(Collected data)
■ ■ ■ ■ ■ ■ ■

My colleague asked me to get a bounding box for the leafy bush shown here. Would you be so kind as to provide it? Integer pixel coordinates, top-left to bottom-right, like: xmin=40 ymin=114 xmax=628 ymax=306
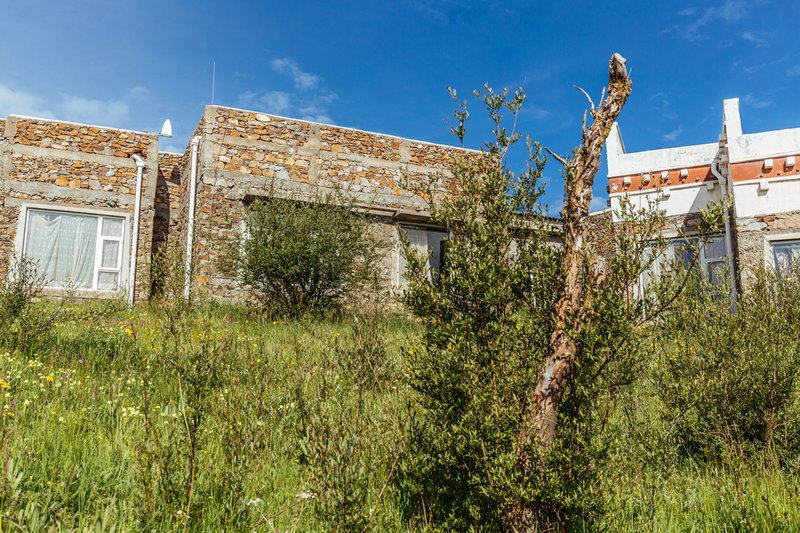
xmin=654 ymin=268 xmax=800 ymax=461
xmin=222 ymin=195 xmax=380 ymax=316
xmin=0 ymin=257 xmax=61 ymax=351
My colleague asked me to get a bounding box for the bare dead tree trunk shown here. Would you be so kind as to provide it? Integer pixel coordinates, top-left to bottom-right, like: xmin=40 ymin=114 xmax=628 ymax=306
xmin=507 ymin=54 xmax=631 ymax=531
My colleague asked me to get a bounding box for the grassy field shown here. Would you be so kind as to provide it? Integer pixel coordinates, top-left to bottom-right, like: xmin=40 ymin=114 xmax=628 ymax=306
xmin=0 ymin=302 xmax=800 ymax=531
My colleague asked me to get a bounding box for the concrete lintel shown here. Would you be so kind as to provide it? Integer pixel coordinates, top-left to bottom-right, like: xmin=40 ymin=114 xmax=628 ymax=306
xmin=203 ymin=134 xmax=451 ymax=177
xmin=11 ymin=144 xmax=141 ymax=168
xmin=206 ymin=170 xmax=427 ymax=212
xmin=0 ymin=180 xmax=138 ymax=208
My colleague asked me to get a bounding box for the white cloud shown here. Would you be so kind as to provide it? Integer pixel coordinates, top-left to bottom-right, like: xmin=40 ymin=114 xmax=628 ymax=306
xmin=742 ymin=31 xmax=767 ymax=46
xmin=239 ymin=91 xmax=292 ymax=115
xmin=405 ymin=0 xmax=452 ymax=22
xmin=126 ymin=85 xmax=150 ymax=100
xmin=741 ymin=94 xmax=772 ymax=109
xmin=238 ymin=58 xmax=339 ymax=123
xmin=0 ymin=85 xmax=54 ymax=118
xmin=0 ymin=85 xmax=148 ymax=126
xmin=522 ymin=105 xmax=553 ymax=120
xmin=298 ymin=103 xmax=331 ymax=123
xmin=661 ymin=0 xmax=750 ymax=42
xmin=661 ymin=126 xmax=683 ymax=142
xmin=58 ymin=95 xmax=130 ymax=124
xmin=270 ymin=57 xmax=319 ymax=91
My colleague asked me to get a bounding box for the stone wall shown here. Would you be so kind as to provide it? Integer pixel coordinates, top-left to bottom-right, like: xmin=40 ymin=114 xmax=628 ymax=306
xmin=188 ymin=106 xmax=467 ymax=297
xmin=735 ymin=211 xmax=800 ymax=288
xmin=153 ymin=152 xmax=186 ymax=251
xmin=0 ymin=116 xmax=158 ymax=298
xmin=586 ymin=209 xmax=614 ymax=257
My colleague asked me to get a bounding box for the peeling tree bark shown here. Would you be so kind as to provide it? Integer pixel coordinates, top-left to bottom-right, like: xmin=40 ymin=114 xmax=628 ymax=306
xmin=518 ymin=54 xmax=631 ymax=454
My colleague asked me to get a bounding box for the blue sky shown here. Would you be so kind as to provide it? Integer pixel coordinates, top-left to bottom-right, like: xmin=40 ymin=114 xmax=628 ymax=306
xmin=0 ymin=0 xmax=800 ymax=212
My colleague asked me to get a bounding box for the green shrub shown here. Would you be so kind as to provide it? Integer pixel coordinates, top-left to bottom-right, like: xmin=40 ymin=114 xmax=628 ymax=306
xmin=221 ymin=195 xmax=380 ymax=316
xmin=0 ymin=257 xmax=62 ymax=351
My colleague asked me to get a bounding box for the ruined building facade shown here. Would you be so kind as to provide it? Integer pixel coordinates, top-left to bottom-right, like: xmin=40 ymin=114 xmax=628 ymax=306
xmin=0 ymin=106 xmax=462 ymax=299
xmin=598 ymin=99 xmax=800 ymax=294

■ ■ ■ ■ ■ ■ ■

> **Goal**
Reproduce all of the material above verbatim, omitting the pictures.

> **Solution**
My colleague asked me to get a bounding box for the leafy bush shown here. Would you be so kind as to provide it? Integer pixel coordinates, top-left to bottom-right, like: xmin=40 ymin=114 xmax=628 ymax=306
xmin=654 ymin=268 xmax=800 ymax=461
xmin=222 ymin=195 xmax=380 ymax=316
xmin=0 ymin=257 xmax=61 ymax=351
My colleague asked me to get a bounding box for the bare dead tree trunk shown here. Would you be so kind as to provide it? Integer pixel coordinates, top-left to bottom-right, like: xmin=40 ymin=114 xmax=628 ymax=306
xmin=507 ymin=54 xmax=631 ymax=531
My colleague asked me to get a bounding box for the grassy field shown here. Would you be so kind as to provide it? Integer pixel coordinates, top-left to bottom-right, like: xmin=40 ymin=114 xmax=628 ymax=306
xmin=0 ymin=302 xmax=800 ymax=531
My colleague asked me to get a bounding box for the concrete lintel shown here. Would you be so kind as to provide it? Integer pixel coordinates, top-left to bottom-right, like: xmin=40 ymin=114 xmax=628 ymax=306
xmin=203 ymin=134 xmax=451 ymax=177
xmin=11 ymin=144 xmax=141 ymax=168
xmin=206 ymin=170 xmax=427 ymax=212
xmin=0 ymin=180 xmax=138 ymax=208
My colleague asked me to get a bounding box for the white cloud shown here. Would you be so kind as to provide it? Integer pixel coordinates, top-left to bottom-right, like: xmin=40 ymin=114 xmax=628 ymax=306
xmin=742 ymin=31 xmax=767 ymax=46
xmin=239 ymin=91 xmax=292 ymax=115
xmin=405 ymin=0 xmax=452 ymax=22
xmin=126 ymin=85 xmax=150 ymax=100
xmin=741 ymin=94 xmax=772 ymax=109
xmin=238 ymin=58 xmax=339 ymax=123
xmin=0 ymin=85 xmax=54 ymax=118
xmin=0 ymin=85 xmax=148 ymax=126
xmin=522 ymin=105 xmax=553 ymax=120
xmin=298 ymin=103 xmax=331 ymax=123
xmin=661 ymin=0 xmax=750 ymax=42
xmin=661 ymin=126 xmax=683 ymax=142
xmin=58 ymin=95 xmax=130 ymax=124
xmin=270 ymin=57 xmax=319 ymax=91
My colleague asked me to get a bounding box for the stone wall shown here. Would you be so kind as to provide it? Integer pixel coordinates, top-left to bottom-right, like: xmin=40 ymin=114 xmax=628 ymax=306
xmin=188 ymin=106 xmax=467 ymax=297
xmin=735 ymin=211 xmax=800 ymax=288
xmin=153 ymin=152 xmax=186 ymax=251
xmin=0 ymin=116 xmax=158 ymax=298
xmin=586 ymin=209 xmax=614 ymax=257
My colleague asked me to get a bounding box for the peeling tree bark shown here. Would you be so kind as to provide it? Integer pixel coordinates, top-left to bottom-right, like: xmin=40 ymin=114 xmax=628 ymax=306
xmin=518 ymin=54 xmax=631 ymax=454
My colleague asked me to get a bounding box for the blue sky shown here. Would you be so kind as to provide it? Integer pixel coordinates, top-left to bottom-right, like: xmin=40 ymin=114 xmax=628 ymax=306
xmin=0 ymin=0 xmax=800 ymax=212
My colleague asked me to get a bounding box for the green shrub shown here. Would you be so kind as to provide it? Integer pixel coordinates, top-left to bottom-right, like: xmin=40 ymin=114 xmax=628 ymax=306
xmin=221 ymin=195 xmax=380 ymax=316
xmin=0 ymin=257 xmax=62 ymax=351
My colleague asked me to get a bounding box for the ruined building facade shown here. Would you be so kind as to provide it? Integer pixel coordinates, top-left to bottom-right, like: xmin=40 ymin=114 xmax=628 ymax=306
xmin=0 ymin=106 xmax=462 ymax=299
xmin=598 ymin=99 xmax=800 ymax=294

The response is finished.